> Task details: Output every line of the data exactly as it appears.

> Task input:

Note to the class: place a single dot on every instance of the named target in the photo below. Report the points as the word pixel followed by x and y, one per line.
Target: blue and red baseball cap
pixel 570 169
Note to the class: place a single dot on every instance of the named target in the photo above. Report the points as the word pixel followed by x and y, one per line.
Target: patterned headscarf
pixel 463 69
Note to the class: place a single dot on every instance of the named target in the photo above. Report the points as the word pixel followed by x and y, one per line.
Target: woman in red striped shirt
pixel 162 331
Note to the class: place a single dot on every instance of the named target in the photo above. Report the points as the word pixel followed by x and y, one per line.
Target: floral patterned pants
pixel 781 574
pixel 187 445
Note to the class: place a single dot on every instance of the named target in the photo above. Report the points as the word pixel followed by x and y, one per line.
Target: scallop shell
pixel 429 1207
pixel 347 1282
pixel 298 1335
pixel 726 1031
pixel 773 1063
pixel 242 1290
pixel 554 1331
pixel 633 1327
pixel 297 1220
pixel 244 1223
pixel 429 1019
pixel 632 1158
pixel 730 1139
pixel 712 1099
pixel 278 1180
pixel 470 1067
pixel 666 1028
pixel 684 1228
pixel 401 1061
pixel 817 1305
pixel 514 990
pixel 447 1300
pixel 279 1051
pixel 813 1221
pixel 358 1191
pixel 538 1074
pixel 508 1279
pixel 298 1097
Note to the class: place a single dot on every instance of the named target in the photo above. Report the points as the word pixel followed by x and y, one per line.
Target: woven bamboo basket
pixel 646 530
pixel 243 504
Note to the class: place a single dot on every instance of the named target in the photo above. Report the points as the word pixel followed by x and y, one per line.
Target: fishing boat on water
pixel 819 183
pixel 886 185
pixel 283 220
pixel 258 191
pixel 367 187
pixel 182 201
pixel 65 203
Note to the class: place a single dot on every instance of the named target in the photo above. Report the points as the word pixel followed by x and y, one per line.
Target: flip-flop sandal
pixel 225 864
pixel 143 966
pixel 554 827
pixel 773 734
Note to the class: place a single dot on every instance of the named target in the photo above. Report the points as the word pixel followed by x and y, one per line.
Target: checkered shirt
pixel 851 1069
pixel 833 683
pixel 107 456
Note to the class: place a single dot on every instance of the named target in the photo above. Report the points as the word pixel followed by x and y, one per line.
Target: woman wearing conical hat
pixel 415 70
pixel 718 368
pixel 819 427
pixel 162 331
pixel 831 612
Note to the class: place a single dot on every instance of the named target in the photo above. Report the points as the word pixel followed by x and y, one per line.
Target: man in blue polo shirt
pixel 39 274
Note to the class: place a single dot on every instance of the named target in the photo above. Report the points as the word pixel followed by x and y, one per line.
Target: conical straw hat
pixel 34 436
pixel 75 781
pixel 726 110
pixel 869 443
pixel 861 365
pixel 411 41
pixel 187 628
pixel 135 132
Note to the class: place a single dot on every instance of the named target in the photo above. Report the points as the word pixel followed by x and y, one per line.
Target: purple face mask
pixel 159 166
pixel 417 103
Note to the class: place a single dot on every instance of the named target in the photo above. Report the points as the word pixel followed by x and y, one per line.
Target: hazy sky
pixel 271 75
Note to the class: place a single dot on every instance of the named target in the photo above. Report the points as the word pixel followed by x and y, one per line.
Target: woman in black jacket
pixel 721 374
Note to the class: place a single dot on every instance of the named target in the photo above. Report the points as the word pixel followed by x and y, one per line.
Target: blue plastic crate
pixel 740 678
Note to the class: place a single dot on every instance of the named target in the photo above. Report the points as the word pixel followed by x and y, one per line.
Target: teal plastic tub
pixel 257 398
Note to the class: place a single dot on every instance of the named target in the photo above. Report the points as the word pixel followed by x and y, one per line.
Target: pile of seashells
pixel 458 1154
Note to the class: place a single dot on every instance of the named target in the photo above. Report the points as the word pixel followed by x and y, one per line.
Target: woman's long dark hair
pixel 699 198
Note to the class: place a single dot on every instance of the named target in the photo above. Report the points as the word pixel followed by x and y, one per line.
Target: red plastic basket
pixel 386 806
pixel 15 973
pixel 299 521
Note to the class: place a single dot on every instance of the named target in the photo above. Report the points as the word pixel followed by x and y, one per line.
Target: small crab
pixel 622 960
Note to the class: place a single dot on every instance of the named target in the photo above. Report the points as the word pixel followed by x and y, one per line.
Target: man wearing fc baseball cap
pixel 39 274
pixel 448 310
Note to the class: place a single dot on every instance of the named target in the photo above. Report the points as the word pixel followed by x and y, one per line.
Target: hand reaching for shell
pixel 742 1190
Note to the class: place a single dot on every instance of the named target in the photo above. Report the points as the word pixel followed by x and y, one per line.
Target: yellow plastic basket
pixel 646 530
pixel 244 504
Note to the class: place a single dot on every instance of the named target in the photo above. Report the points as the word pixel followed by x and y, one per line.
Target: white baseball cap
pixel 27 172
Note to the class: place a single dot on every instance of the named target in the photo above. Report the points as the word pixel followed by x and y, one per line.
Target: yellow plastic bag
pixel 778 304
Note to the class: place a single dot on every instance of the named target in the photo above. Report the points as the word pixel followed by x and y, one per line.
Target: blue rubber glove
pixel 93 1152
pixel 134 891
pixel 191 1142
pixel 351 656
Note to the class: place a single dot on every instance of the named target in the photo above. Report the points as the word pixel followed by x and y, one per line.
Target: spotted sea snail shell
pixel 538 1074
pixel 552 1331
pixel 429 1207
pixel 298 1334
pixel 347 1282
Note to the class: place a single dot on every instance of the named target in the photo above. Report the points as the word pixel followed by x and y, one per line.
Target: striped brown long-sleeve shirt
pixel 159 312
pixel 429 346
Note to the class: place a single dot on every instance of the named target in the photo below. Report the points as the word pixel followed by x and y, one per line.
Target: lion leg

> Full response:
Note to the class: place a single dot on every instance of the named target in the photo below. Report the points as the word pixel followed by x and y, one per line.
Target: blue and red baseball cap
pixel 570 169
Note to the class: place a single dot on every instance of the named target in the photo above. Report the points as the word pixel followed by x and y, one per line.
Target: patterned headscarf
pixel 463 69
Note to the class: place a single dot on every instance of the named target in the photo above. Report the points as the word pixel followed by x and y, one per line.
Target: woman in red striped shirt
pixel 162 331
Note to the class: place a single dot on every instance of the named target in the photo above. Report the points as the word pixel followed by x and y, one per line.
Target: floral patterned pants
pixel 781 574
pixel 187 445
Note to the class: place a single dot on every instance of the named target in the photo above. Report the points as the word pixel followed by x and y, one per line.
Target: scallop shell
pixel 429 1207
pixel 347 1282
pixel 298 1335
pixel 726 1031
pixel 773 1063
pixel 242 1290
pixel 554 1331
pixel 633 1327
pixel 297 1220
pixel 244 1223
pixel 429 1019
pixel 632 1158
pixel 730 1139
pixel 712 1099
pixel 278 1180
pixel 470 1067
pixel 666 1028
pixel 684 1228
pixel 401 1061
pixel 817 1305
pixel 514 990
pixel 447 1300
pixel 279 1051
pixel 813 1221
pixel 358 1191
pixel 538 1074
pixel 508 1279
pixel 298 1097
Note to the class: place a single dot on every instance of the named target in the photo above. Report the points as the word pixel followed by x and y, one per line.
Target: woven bamboo basket
pixel 646 530
pixel 243 504
Note to the class: place a single dot on every instance of the named target in the photo above. Report the points as the word pixel followed by x and y, one per line.
Target: fishing boat on water
pixel 819 183
pixel 886 185
pixel 283 220
pixel 258 191
pixel 367 187
pixel 182 201
pixel 65 203
Note to the class: place a single dot on every instance of the named target in the photo above. Report the points as the word pixel followed by x and y, one per line.
Target: flip-flop sandal
pixel 225 864
pixel 143 966
pixel 554 827
pixel 773 734
Note to the class: place a single dot on every instance of the named target in the photo above. Report the points as the word pixel followed by x and y, one per line.
Target: checkered shirt
pixel 851 1069
pixel 833 683
pixel 107 456
Note to the class: place a single dot on every instance of the named target in the photo above. Report the points as the word pixel followed by x and y, one per line.
Target: woman wearing conical hat
pixel 415 70
pixel 718 368
pixel 819 427
pixel 162 331
pixel 831 612
Note to the class: place a single dot on every instance of the named target in the photo above. Report the points as the word pixel followed by x and y, one per line.
Target: man in blue polo shirt
pixel 39 274
Note to the class: place a single dot on every instance of the named target in the photo above. Report the points as the word pixel followed by x and y, one per line.
Target: conical straw hat
pixel 34 436
pixel 75 781
pixel 726 110
pixel 869 443
pixel 861 365
pixel 411 41
pixel 187 628
pixel 135 132
Note to the class: place a single dot on every instance of the named target in the photo above. Report the points as the word pixel followed by x and y, one per line.
Target: purple face mask
pixel 159 166
pixel 417 103
Note to the class: place a single dot on every instance of the named target in the photo above. Report the points as the word pixel followed by x and y, one per line.
Target: hazy sky
pixel 271 75
Note to the class: place a single dot on every instance of the named target in the photo above. Report the points as the word pixel followed by x and y, one per line.
Target: woman in black jacket
pixel 721 374
Note to the class: place a single dot on every instance of the named target in the photo above. Report the points as the word pixel followed by x and y, one per line.
Target: blue plastic crate
pixel 740 678
Note to the class: place a single dot on every instance of the named target in the photo above. Report the points as the word pixel followed by x and y, one per line.
Target: teal plastic tub
pixel 257 398
Note to the class: place a single dot on every instance of the named target in the photo above. Report the points as the word pixel followed by x and y, one per line.
Target: pile of seashells
pixel 458 1154
Note to the class: place a single dot on every instance of the named target in the photo above. Report the points as the word pixel followed by x and y, one per line.
Target: woman's long dark hair
pixel 699 198
Note to the class: place a single dot on every instance of the named target in the photo above. Report the points as the word pixel followed by x and y, one per line.
Target: red plastic basket
pixel 386 806
pixel 15 973
pixel 299 521
Note to the class: place a single dot on every instance of the named target in the photo above. Report the points as the word pixel followed by x and y, one per line.
Target: small crab
pixel 622 960
Note to the class: place a single dot on every instance of the named target in the photo above. Report the points as the word pixel followed by x and y, one per line.
Target: man wearing fc baseball cap
pixel 39 274
pixel 448 310
Note to the class: place a single dot on every instance of the named target in the photo above. Report the points as the word pixel followed by x and y, one per line.
Target: hand reaching for shell
pixel 742 1190
Note to the class: place a single dot on every instance of the named target in the photo above. Report the points as the word pixel followed by x and y, one per line.
Target: yellow plastic basket
pixel 646 530
pixel 244 504
Note to the class: place a single dot on every instance of the named target in the photo above. Report the points as the word pixel followed by x and y, one per line.
Target: white baseball cap
pixel 27 172
Note to the class: place a single dot on every instance of the named target in the photo above. Report the points as the word pixel followed by x and y, one per line.
Target: yellow plastic bag
pixel 778 304
Note to the class: place a single dot on every instance of the named target in the photo above. Report the points as the word pixel followed by x and y, one per line.
Target: blue rubber glove
pixel 93 1152
pixel 134 891
pixel 191 1142
pixel 351 656
Note to the class: place a single dot on every instance of the named target in the photo above. Report the points as the word pixel followed by x and y, one per line.
Target: spotted sea snail shell
pixel 538 1074
pixel 552 1331
pixel 429 1207
pixel 298 1334
pixel 347 1282
Note to the class: place a single dot on every instance of the named target in the photo above. Report the points as the word pixel followed by x and y, one per line.
Target: striped brown long-sleeve shirt
pixel 159 312
pixel 429 346
Note to the class: place a single dot on every instance of the named target in the photo below. Report the points as the word pixel followed by x and y, one per line.
Target: lion leg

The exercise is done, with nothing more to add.